TEXT FOR ANALYSIS:
::::::::

The Fine Print reported this rape as part of a broader look at UF’s rape prevention program in 2011 in an article titled “UF Says Yes to Rape Awareness.” We had reported that on the UPD’s own website every single link to UF’s policies and procedures concerning sexual assault and all links to rape awareness resources and groups were broken.

Today, two years later, these links are still broken. There’s even a wrong phone number given for Sexual Trauma/Interpersonal Violence Education (STRIVE), the rape awareness group at UF. If UPD gives the impression on their own website that rape and rape prevention are not a high priority, what hope do we have that women on campus will come forward and report rape, let alone see any successful prosecution and disciplinary actions?

In 2011, STRIVE said they were gearing up for the new “Bringing in the Bystander” campaign to start in January 2012. The program was modeled after the highly successful and well-researched program of the same name at the University of New Hampshire. Two years later, this program has still not been implemented. What’s more, last month seven different local organizations, including UPD, Alachua County Victim Services and Rape Crisis Center, and GatorWell came together to make two one-minute-long public service announcements encouraging students to intervene and step in if they see a situation that looks like a potential sexual assault. STRIVE, UF’s own rape awareness program, somehow failed to be involved in this community rape awareness project just as it fails to maintain any active involvement in rape prevention, except for during rape awareness month where volunteers sit behind a table with brochures on rape prevention and awareness.

::::::::

EXTRACTED MATERIAL:
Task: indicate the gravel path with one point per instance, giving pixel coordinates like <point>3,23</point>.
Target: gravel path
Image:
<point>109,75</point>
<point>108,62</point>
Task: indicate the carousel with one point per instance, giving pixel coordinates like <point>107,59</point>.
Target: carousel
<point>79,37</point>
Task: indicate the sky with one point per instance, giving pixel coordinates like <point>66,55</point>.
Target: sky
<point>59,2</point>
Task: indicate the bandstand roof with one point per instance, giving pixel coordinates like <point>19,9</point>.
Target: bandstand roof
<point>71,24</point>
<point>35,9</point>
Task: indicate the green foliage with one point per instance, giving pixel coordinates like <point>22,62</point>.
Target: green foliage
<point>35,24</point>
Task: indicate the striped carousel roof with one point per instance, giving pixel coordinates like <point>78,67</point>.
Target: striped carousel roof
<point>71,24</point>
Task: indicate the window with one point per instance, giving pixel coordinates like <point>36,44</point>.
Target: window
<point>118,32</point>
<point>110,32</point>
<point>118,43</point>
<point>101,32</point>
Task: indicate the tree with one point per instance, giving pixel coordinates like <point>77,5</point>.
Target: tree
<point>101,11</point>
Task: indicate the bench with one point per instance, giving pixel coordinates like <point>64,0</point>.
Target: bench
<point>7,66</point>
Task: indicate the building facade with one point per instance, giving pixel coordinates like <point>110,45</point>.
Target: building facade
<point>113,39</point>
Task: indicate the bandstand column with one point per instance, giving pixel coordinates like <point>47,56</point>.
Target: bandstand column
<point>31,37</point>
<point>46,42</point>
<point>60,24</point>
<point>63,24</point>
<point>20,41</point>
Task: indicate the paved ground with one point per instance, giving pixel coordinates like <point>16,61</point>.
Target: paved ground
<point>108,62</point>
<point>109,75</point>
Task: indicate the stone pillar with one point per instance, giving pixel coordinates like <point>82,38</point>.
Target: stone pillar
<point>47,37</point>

::::::::

EXERCISE GOAL: Translate this sentence from the text on UF's rape prevention program into Spanish: "Today, two years later, these links are still broken."

WRITTEN ANSWER: Hoy, dos años después, estos enlaces siguen rotos.